:: Required action ::
Please extract the whole spider silk blog post below, copying every word unchanged.

:: Text excerpt ::
:::

Followers of this blog might have noticed that the Molecule of the Week (MotW) feature took a summerish hiatus. I’ve decided to expand the feature to include interesting materials, which are often more complex mixtures, either of synthetic or naturally-made compounds. So, I’m adding Material of the Week (MatotW in blogospheric shorthand) to help round out the idea.
This week, a material near and dear to my Webby heart: spider silk.
The American Museum of Natural History in New York is now displaying a length of cloth made entirely from Madagascar golden orb spider silk . At a half million dollar price tag and requiring 1 million spiders, this is the fabric of kings (maybe even Louis XIV) and involves some some serious production snags (See the NY Times or Wired Science for more on those issues).
The silks are made of structural proteins, chains of amino acid building blocks, that in different combinations do the work of living systems and make up other sorts of animal fibers such as hair. The animals use different combinations for different purposes: making webs, catching prey, building nests, or wooing a mate, notes Cheryl Hayashi’s UC Riverside website. (She studies these materials and garnered a MacArthur grant in 2007 for her work).

:::

:: Extracted records ::
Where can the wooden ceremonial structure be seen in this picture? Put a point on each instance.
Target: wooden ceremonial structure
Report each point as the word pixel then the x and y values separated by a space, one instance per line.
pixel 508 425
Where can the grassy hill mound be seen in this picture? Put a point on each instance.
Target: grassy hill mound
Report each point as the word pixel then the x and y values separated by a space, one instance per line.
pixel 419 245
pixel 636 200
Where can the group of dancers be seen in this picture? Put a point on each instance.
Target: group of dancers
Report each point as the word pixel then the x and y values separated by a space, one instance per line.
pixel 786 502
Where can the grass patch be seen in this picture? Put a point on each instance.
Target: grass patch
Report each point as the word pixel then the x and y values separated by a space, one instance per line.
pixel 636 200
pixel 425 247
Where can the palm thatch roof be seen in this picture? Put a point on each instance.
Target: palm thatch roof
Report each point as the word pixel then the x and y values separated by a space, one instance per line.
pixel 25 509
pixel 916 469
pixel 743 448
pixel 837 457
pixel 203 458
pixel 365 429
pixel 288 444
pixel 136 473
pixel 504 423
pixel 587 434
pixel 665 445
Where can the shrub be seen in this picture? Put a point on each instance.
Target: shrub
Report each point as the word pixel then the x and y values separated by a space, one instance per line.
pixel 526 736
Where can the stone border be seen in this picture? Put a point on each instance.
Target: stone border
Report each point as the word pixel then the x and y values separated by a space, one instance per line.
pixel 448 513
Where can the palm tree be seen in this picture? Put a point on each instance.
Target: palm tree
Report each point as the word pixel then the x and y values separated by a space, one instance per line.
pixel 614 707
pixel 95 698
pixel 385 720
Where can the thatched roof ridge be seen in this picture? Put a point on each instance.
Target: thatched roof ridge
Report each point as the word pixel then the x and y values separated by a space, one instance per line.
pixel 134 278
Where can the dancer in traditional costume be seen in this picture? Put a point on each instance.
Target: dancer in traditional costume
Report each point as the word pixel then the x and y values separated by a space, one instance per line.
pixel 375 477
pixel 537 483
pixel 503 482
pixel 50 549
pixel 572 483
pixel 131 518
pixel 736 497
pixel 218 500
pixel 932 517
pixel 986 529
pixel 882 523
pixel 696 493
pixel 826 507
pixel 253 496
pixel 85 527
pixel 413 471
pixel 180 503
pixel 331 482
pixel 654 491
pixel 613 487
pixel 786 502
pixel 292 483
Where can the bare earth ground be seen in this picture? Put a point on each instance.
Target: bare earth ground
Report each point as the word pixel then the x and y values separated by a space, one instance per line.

:::

:: Completed task ::
Followers of this blog might have noticed that the Molecule of the Week (MotW) feature took a summerish hiatus. I’ve decided to expand the feature to include interesting materials, which are often more complex mixtures, either of synthetic or naturally-made compounds. So, I’m adding Material of the Week (MatotW in blogospheric shorthand) to help round out the idea.
This week, a material near and dear to my Webby heart: spider silk.
The American Museum of Natural History in New York is now displaying a length of cloth made entirely from Madagascar golden orb spider silk . At a half million dollar price tag and requiring 1 million spiders, this is the fabric of kings (maybe even Louis XIV) and involves some some serious production snags (See the NY Times or Wired Science for more on those issues).
The silks are made of structural proteins, chains of amino acid building blocks, that in different combinations do the work of living systems and make up other sorts of animal fibers such as hair. The animals use different combinations for different purposes: making webs, catching prey, building nests, or wooing a mate, notes Cheryl Hayashi’s UC Riverside website. (She studies these materials and garnered a MacArthur grant in 2007 for her work).